[Data records]
= = = =

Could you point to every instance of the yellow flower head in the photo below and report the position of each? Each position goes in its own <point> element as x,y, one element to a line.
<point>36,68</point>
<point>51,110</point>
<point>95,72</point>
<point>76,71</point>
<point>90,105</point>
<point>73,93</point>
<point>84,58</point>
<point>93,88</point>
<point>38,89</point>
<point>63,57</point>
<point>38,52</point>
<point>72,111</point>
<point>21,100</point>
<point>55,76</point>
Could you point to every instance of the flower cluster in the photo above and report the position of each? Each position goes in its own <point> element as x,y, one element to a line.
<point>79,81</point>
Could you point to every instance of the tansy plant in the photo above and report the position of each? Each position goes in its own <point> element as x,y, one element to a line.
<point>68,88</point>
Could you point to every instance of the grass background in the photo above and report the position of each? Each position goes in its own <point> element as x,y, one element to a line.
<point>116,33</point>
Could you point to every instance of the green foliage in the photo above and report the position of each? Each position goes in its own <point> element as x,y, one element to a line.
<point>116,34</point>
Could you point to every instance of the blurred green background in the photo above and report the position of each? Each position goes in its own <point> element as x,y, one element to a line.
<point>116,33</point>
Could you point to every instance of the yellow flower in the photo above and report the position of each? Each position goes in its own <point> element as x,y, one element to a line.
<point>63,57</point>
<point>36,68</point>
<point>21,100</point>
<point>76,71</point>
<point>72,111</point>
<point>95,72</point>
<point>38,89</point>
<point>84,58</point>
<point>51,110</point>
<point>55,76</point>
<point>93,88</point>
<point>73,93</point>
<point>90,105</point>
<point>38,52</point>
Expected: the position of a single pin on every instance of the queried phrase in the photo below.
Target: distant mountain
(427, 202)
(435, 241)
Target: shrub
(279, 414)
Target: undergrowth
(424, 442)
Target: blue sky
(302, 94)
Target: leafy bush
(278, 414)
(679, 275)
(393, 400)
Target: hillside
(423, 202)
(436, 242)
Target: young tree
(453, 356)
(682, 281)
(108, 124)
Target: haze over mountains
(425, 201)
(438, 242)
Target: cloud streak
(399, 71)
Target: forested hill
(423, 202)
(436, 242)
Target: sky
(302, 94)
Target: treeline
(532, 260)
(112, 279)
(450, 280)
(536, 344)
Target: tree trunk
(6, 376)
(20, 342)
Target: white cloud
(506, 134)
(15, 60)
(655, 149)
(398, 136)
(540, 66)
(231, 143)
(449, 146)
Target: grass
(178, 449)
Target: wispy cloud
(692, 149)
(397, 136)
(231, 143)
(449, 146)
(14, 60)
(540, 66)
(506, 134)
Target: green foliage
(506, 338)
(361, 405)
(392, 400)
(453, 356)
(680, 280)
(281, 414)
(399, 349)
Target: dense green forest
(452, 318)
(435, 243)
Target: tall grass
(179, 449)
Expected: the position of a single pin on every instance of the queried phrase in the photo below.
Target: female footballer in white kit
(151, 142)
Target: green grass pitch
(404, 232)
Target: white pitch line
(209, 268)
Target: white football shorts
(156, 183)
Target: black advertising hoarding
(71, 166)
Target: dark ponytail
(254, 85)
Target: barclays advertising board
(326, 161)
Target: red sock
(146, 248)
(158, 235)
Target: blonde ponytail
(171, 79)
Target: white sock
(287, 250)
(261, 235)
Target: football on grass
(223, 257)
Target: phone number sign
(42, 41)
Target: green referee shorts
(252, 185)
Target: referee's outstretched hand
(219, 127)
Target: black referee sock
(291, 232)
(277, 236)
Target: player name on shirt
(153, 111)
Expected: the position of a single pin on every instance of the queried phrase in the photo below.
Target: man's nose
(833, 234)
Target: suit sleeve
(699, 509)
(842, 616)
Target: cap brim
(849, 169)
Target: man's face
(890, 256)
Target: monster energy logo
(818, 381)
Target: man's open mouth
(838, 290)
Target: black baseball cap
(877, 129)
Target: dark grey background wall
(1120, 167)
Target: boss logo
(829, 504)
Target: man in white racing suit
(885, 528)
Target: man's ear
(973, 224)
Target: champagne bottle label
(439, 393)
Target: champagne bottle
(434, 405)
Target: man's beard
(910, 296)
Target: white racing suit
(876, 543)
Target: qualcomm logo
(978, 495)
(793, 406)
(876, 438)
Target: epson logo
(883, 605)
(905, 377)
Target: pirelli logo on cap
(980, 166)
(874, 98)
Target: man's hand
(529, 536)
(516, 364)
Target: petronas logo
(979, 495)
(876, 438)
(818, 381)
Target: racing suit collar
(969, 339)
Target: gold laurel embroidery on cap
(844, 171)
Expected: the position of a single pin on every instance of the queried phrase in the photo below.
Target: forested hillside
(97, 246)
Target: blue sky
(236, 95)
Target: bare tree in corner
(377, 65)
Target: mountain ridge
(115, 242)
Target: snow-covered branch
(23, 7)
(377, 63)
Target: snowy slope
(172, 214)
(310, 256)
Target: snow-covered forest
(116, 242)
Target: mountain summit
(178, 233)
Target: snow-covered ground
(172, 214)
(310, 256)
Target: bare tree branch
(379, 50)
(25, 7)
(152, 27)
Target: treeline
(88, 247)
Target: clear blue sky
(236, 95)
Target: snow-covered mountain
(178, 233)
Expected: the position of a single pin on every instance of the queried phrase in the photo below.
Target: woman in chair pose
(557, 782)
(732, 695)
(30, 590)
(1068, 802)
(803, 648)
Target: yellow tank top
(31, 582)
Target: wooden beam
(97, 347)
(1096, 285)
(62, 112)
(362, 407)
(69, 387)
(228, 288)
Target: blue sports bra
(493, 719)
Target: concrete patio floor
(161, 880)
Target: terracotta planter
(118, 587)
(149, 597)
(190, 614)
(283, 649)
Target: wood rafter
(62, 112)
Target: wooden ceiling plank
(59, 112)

= = = =

AIM = Give all the entries again exactly; leave none out.

RESPONSE TO THE TASK =
Could you point to every instance of the yellow flower head in the photo below and report the position of each? Each position goes in its own <point> element as x,y, one element to a line.
<point>36,68</point>
<point>51,110</point>
<point>95,72</point>
<point>76,71</point>
<point>90,105</point>
<point>73,93</point>
<point>84,58</point>
<point>93,88</point>
<point>38,89</point>
<point>63,57</point>
<point>38,52</point>
<point>72,111</point>
<point>21,100</point>
<point>55,76</point>
Could you point to every instance of the flower cluster in the photo above and report the position of each? Each position goes in its own <point> element as x,y, one element to a line.
<point>79,81</point>
Could you point to every instance of the tansy plant in the photo above and report the position of each? Each position goes in its own <point> element as x,y, one element to a line.
<point>68,88</point>
Could you point to every instance of the grass background in the photo above and report the position of each? Each position goes in its own <point> element as x,y, one element to a line.
<point>116,33</point>
Could you point to every instance of the green foliage in the photo above and report the position of each? Each position goes in its own <point> element as x,y, one element to a line.
<point>116,34</point>
Could you point to every instance of the blurred green background in the photo above and report the position of each? Each position goes in its own <point> element as x,y, one element to a line.
<point>116,33</point>
Could you point to every instance of the yellow flower in the photo above and report the position of each? Each position goes in its own <point> element as x,y, one element to a line.
<point>63,57</point>
<point>36,68</point>
<point>21,100</point>
<point>76,71</point>
<point>72,111</point>
<point>95,72</point>
<point>38,89</point>
<point>84,58</point>
<point>51,110</point>
<point>55,76</point>
<point>93,88</point>
<point>73,93</point>
<point>90,105</point>
<point>38,52</point>
Expected: the position of a single pin on every instance of the queried phrase in the photo below.
Target: distant mountain
(427, 202)
(435, 241)
Target: shrub
(279, 414)
Target: undergrowth
(424, 442)
Target: blue sky
(302, 94)
Target: leafy bush
(278, 414)
(679, 275)
(393, 400)
Target: hillside
(423, 202)
(436, 242)
Target: young tree
(453, 356)
(682, 281)
(108, 124)
Target: haze over mountains
(425, 201)
(438, 242)
Target: cloud streak
(399, 71)
Target: forested hill
(423, 202)
(436, 242)
Target: sky
(302, 94)
Target: treeline
(532, 260)
(112, 279)
(450, 280)
(536, 344)
Target: tree trunk
(6, 376)
(20, 342)
Target: white cloud
(506, 134)
(15, 60)
(655, 149)
(398, 136)
(540, 66)
(231, 143)
(449, 146)
Target: grass
(178, 449)
Target: wispy cloud
(692, 149)
(397, 136)
(231, 143)
(449, 146)
(14, 60)
(540, 66)
(506, 134)
Target: green foliage
(506, 338)
(361, 405)
(392, 400)
(453, 356)
(680, 280)
(281, 414)
(399, 349)
Target: dense green forest
(452, 318)
(435, 243)
Target: tall grass
(179, 449)
Expected: the position of a single pin on every instance of the queried phrase in the photo below.
Target: female footballer in white kit
(151, 142)
Target: green grass pitch
(404, 232)
Target: white pitch line
(209, 268)
Target: white football shorts
(156, 183)
Target: black advertising hoarding
(71, 166)
Target: dark ponytail
(254, 85)
Target: barclays advertising board
(326, 161)
Target: red sock
(146, 248)
(158, 235)
Target: blonde ponytail
(171, 79)
Target: white sock
(287, 250)
(261, 235)
Target: football on grass
(223, 257)
Target: phone number sign
(42, 41)
Target: green referee shorts
(252, 185)
Target: referee's outstretched hand
(219, 127)
Target: black referee sock
(291, 232)
(277, 236)
Target: player name on shirt
(153, 111)
Expected: the position of a single pin on every instance of the queried phrase in the photo below.
Target: man's nose
(833, 234)
Target: suit sleeve
(699, 509)
(842, 616)
Target: cap brim
(849, 169)
Target: man's face
(890, 256)
Target: monster energy logo
(818, 381)
Target: man's open mouth
(838, 290)
Target: black baseball cap
(877, 129)
Target: dark grey background wall
(1120, 167)
Target: boss logo
(829, 504)
Target: man in white racing suit
(885, 528)
Target: man's ear
(973, 224)
Target: champagne bottle label
(439, 393)
Target: champagne bottle
(434, 405)
Target: man's beard
(910, 296)
Target: white racing suit
(876, 543)
Target: qualcomm logo
(978, 495)
(793, 406)
(876, 438)
Target: epson logo
(883, 605)
(905, 377)
Target: pirelli logo on cap
(980, 166)
(874, 98)
Target: man's hand
(529, 536)
(516, 364)
Target: petronas logo
(979, 495)
(876, 438)
(818, 381)
Target: racing suit collar
(969, 339)
Target: gold laurel embroidery on cap
(844, 171)
Expected: the position of a single pin on every instance of the queried phrase in the photo below.
Target: forested hillside
(97, 246)
Target: blue sky
(236, 95)
Target: bare tree in corner
(377, 65)
Target: mountain ridge
(115, 242)
Target: snow-covered branch
(23, 7)
(377, 63)
Target: snowy slope
(172, 214)
(310, 256)
Target: snow-covered forest
(116, 242)
Target: mountain summit
(178, 233)
Target: snow-covered ground
(172, 214)
(310, 256)
Target: bare tree branch
(379, 50)
(25, 7)
(152, 27)
Target: treeline
(88, 247)
Target: clear blue sky
(236, 95)
Target: snow-covered mountain
(178, 233)
Expected: the position of a single pin on every instance of the queried phrase in the photo below.
Target: woman in chair pose
(557, 782)
(732, 695)
(30, 590)
(1068, 802)
(803, 648)
Target: yellow tank top
(31, 582)
Target: wooden beam
(97, 347)
(1096, 285)
(62, 112)
(362, 407)
(69, 387)
(228, 288)
Target: blue sports bra
(493, 719)
Target: concrete patio floor
(161, 880)
Target: terracotta planter
(118, 587)
(149, 597)
(190, 614)
(283, 649)
Target: wood rafter
(62, 112)
Target: wooden ceiling plank
(59, 112)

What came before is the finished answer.